- [The input]
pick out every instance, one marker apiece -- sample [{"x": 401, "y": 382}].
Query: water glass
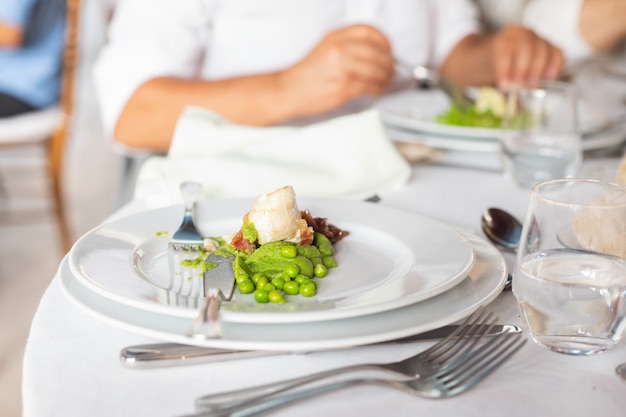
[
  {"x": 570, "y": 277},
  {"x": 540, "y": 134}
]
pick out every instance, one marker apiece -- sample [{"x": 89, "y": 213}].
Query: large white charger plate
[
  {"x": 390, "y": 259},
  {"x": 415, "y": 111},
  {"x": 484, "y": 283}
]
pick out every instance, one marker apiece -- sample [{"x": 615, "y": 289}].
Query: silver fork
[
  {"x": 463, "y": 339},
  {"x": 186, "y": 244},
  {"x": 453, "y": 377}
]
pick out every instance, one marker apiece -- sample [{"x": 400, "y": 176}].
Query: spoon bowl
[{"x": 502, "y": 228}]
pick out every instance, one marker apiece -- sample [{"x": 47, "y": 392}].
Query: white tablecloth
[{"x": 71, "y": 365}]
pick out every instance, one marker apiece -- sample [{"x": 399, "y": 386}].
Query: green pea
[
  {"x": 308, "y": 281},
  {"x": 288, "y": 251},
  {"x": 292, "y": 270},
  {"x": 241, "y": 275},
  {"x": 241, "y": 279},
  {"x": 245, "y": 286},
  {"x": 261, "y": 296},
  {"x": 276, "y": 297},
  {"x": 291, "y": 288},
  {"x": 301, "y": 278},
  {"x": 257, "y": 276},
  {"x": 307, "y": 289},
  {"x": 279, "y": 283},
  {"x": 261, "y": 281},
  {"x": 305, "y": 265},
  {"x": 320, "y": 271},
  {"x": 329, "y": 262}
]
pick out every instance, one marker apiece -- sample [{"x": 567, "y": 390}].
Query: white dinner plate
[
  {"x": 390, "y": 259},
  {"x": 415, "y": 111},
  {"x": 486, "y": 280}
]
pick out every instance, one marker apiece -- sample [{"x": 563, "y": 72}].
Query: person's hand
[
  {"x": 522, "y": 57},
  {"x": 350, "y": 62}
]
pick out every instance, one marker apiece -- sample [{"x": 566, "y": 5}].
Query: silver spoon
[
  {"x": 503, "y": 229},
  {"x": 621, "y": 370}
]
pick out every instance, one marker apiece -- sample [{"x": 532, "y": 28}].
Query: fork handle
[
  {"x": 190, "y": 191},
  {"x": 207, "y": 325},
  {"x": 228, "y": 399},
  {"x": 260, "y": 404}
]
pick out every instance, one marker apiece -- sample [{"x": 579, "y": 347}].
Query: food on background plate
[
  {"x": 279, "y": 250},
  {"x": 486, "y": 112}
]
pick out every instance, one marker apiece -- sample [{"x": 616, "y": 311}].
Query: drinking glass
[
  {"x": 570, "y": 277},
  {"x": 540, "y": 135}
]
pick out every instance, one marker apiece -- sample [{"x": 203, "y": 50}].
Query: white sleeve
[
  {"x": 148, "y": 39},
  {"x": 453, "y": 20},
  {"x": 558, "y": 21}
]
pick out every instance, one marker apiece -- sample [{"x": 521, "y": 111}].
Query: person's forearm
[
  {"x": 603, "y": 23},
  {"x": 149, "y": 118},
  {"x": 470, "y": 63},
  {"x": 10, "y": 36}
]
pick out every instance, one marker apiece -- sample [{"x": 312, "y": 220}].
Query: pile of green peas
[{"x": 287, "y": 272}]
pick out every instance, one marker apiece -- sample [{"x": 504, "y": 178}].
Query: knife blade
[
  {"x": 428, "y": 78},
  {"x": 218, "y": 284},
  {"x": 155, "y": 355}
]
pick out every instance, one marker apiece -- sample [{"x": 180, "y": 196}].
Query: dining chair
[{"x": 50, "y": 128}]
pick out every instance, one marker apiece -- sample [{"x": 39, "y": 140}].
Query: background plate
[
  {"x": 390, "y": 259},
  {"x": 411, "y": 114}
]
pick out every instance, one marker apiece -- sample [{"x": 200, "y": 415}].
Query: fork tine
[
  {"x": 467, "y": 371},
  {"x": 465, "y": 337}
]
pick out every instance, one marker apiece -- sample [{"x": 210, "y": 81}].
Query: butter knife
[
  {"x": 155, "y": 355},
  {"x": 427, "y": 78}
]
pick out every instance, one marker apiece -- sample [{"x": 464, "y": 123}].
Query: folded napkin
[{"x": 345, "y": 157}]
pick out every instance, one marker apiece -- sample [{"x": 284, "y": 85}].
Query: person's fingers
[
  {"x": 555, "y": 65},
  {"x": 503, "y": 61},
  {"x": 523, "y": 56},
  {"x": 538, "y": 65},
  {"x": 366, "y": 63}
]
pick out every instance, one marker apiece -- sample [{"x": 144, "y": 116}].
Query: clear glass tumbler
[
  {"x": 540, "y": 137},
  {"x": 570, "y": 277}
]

- [Assignment] The listing should be transcribed exactly. No picture is to appear in the transcription.

- [Completed exercise]
pick out every instance, one marker apiece -- sample [{"x": 401, "y": 382}].
Query: water glass
[
  {"x": 570, "y": 277},
  {"x": 540, "y": 134}
]
pick out every instance, one marker apiece -- sample [{"x": 89, "y": 213}].
Query: large white charger plate
[
  {"x": 390, "y": 259},
  {"x": 415, "y": 111},
  {"x": 484, "y": 283}
]
pick out every instance, one marker apiece -- sample [{"x": 615, "y": 289}].
Query: silver fork
[
  {"x": 463, "y": 339},
  {"x": 186, "y": 244},
  {"x": 453, "y": 377}
]
pick out every instance, one marker apiece -- sample [{"x": 400, "y": 176}].
Query: spoon bowl
[{"x": 502, "y": 228}]
pick out every instance, one marker apiece -- sample [{"x": 47, "y": 392}].
Query: white tablecloth
[{"x": 71, "y": 365}]
pick out every instance, one marker apiece -- sample [{"x": 399, "y": 386}].
Query: green pea
[
  {"x": 308, "y": 281},
  {"x": 288, "y": 251},
  {"x": 292, "y": 270},
  {"x": 241, "y": 275},
  {"x": 241, "y": 279},
  {"x": 245, "y": 286},
  {"x": 261, "y": 296},
  {"x": 276, "y": 297},
  {"x": 291, "y": 288},
  {"x": 301, "y": 278},
  {"x": 257, "y": 276},
  {"x": 307, "y": 289},
  {"x": 279, "y": 283},
  {"x": 261, "y": 281},
  {"x": 305, "y": 265},
  {"x": 320, "y": 271},
  {"x": 329, "y": 262}
]
pick out every instance, one marker apiece -- sample [{"x": 567, "y": 390}].
Query: white dinner plate
[
  {"x": 390, "y": 259},
  {"x": 415, "y": 111},
  {"x": 486, "y": 280}
]
pick out every instance, one marker apiece -- sample [{"x": 563, "y": 72}].
Query: person's hand
[
  {"x": 522, "y": 57},
  {"x": 350, "y": 62}
]
pick out every instance, one marker apiece -- sample [{"x": 566, "y": 5}].
Query: silver spoon
[
  {"x": 503, "y": 229},
  {"x": 621, "y": 370}
]
pick out every instance, one marker apiece -- sample [{"x": 532, "y": 28}].
Query: fork handle
[
  {"x": 190, "y": 191},
  {"x": 207, "y": 325},
  {"x": 228, "y": 399},
  {"x": 260, "y": 404}
]
pick out every instance, one marker apiece -- sample [{"x": 579, "y": 347}].
Query: food on background plate
[
  {"x": 279, "y": 250},
  {"x": 486, "y": 112}
]
pick out every instance, one marker apiece -- sample [{"x": 616, "y": 311}].
Query: drinking glass
[
  {"x": 570, "y": 277},
  {"x": 540, "y": 135}
]
pick out every instance, one marker apiece -- sample [{"x": 203, "y": 50}].
Query: white sleeve
[
  {"x": 148, "y": 39},
  {"x": 453, "y": 20},
  {"x": 558, "y": 21}
]
pick out every instance, one marker apiece -- sample [{"x": 521, "y": 111}].
Query: person's forearm
[
  {"x": 603, "y": 23},
  {"x": 149, "y": 118},
  {"x": 470, "y": 63},
  {"x": 10, "y": 36}
]
pick out every instance, one marker apiece -- sample [{"x": 312, "y": 220}].
Query: pile of green peas
[{"x": 287, "y": 272}]
pick out every instance, one marker apiece -- sample [{"x": 504, "y": 178}].
Query: knife blade
[
  {"x": 428, "y": 78},
  {"x": 218, "y": 284},
  {"x": 155, "y": 355}
]
pick out every instance, one marker apiece -- sample [{"x": 180, "y": 196}].
Query: dining chair
[{"x": 50, "y": 128}]
pick out every instance, one marker apiece -- sample [{"x": 39, "y": 140}].
Query: background plate
[
  {"x": 390, "y": 259},
  {"x": 411, "y": 114}
]
pick out every instance, one marker apiece -- sample [{"x": 200, "y": 415}].
Query: fork tine
[
  {"x": 467, "y": 371},
  {"x": 465, "y": 337}
]
pick out every instance, one marker apiece -- sample [{"x": 210, "y": 81}].
Query: butter knife
[
  {"x": 155, "y": 355},
  {"x": 427, "y": 78}
]
pick out every instance, one marker apiece -- sample [{"x": 464, "y": 123}].
Query: folded napkin
[{"x": 345, "y": 157}]
pick out every instance, one marker apiece -- sample [{"x": 284, "y": 85}].
Query: person's fingers
[
  {"x": 555, "y": 65},
  {"x": 503, "y": 61},
  {"x": 523, "y": 56},
  {"x": 538, "y": 65},
  {"x": 366, "y": 63}
]
pick out every instance, one marker apiece -- sample [{"x": 144, "y": 116}].
Query: clear glass tumbler
[
  {"x": 540, "y": 137},
  {"x": 570, "y": 277}
]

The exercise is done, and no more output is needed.